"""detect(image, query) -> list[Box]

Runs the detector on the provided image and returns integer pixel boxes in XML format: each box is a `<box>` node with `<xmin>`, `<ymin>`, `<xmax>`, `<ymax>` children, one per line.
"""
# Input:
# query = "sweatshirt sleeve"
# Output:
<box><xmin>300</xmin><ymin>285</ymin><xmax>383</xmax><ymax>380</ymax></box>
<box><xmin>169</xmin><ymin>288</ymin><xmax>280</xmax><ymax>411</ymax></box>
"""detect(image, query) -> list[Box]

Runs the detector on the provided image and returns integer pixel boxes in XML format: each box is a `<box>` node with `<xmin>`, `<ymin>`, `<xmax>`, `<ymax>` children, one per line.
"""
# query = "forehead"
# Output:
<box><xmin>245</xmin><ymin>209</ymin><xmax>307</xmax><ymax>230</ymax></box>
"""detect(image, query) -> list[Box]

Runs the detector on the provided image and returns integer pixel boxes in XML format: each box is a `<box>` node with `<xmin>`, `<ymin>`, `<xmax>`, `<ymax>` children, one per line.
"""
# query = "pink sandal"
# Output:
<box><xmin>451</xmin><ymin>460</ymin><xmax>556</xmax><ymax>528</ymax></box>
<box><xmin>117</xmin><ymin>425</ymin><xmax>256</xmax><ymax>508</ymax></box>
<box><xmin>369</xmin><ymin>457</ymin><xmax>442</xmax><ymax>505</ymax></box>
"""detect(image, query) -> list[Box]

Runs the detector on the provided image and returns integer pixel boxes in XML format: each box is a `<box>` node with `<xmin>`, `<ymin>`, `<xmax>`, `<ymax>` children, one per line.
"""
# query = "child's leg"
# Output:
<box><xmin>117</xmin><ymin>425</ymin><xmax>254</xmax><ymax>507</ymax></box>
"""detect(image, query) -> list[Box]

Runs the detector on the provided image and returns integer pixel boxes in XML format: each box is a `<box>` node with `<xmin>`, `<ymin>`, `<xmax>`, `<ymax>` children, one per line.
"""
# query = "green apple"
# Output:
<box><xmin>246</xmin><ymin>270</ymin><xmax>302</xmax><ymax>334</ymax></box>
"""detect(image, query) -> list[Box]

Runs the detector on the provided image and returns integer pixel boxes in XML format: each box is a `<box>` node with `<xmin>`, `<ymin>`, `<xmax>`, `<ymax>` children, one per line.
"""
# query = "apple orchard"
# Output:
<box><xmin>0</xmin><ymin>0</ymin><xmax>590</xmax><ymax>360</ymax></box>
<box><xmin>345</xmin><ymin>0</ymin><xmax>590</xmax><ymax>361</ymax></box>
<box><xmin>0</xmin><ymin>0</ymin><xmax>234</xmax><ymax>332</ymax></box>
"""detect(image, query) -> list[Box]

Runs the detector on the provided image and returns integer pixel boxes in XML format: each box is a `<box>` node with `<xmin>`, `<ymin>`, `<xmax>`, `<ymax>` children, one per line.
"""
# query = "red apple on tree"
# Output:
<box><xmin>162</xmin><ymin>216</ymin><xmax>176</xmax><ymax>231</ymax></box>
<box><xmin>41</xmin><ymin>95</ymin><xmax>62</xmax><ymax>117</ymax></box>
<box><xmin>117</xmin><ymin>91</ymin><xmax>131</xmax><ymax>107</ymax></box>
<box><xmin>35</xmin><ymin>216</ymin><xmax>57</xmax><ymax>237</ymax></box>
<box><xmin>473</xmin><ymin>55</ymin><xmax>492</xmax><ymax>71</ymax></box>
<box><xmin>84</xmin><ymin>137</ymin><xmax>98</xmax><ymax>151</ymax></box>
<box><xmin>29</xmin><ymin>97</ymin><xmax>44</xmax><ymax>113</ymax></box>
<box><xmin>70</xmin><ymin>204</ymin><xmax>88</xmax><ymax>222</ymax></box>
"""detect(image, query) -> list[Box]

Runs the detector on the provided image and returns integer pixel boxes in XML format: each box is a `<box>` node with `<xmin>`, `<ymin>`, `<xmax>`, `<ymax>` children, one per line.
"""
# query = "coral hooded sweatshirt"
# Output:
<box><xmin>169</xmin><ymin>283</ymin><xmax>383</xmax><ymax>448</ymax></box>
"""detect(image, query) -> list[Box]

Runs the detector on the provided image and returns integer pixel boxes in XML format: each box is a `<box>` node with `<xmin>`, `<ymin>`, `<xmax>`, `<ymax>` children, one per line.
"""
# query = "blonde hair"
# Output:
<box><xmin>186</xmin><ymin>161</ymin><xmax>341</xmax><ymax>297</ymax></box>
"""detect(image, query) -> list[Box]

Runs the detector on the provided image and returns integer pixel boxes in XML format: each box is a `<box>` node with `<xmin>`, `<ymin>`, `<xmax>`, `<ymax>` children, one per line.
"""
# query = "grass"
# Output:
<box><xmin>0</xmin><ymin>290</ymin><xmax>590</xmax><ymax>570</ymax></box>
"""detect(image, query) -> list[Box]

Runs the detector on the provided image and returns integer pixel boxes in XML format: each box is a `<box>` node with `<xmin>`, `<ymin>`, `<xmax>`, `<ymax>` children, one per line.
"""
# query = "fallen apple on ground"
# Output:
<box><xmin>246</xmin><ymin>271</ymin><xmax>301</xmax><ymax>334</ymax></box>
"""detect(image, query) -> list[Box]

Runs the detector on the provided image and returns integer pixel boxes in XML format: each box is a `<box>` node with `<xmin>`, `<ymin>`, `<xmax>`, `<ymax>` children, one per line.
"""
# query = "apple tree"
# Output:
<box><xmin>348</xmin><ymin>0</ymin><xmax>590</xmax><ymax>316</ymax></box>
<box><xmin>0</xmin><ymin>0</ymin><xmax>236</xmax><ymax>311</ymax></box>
•••••
--- WHAT IS ASKED ---
Report how many lines in the rows above contain the string "tree", matching case exactly. Give only the number.

--- ANSWER IN FULL ---
2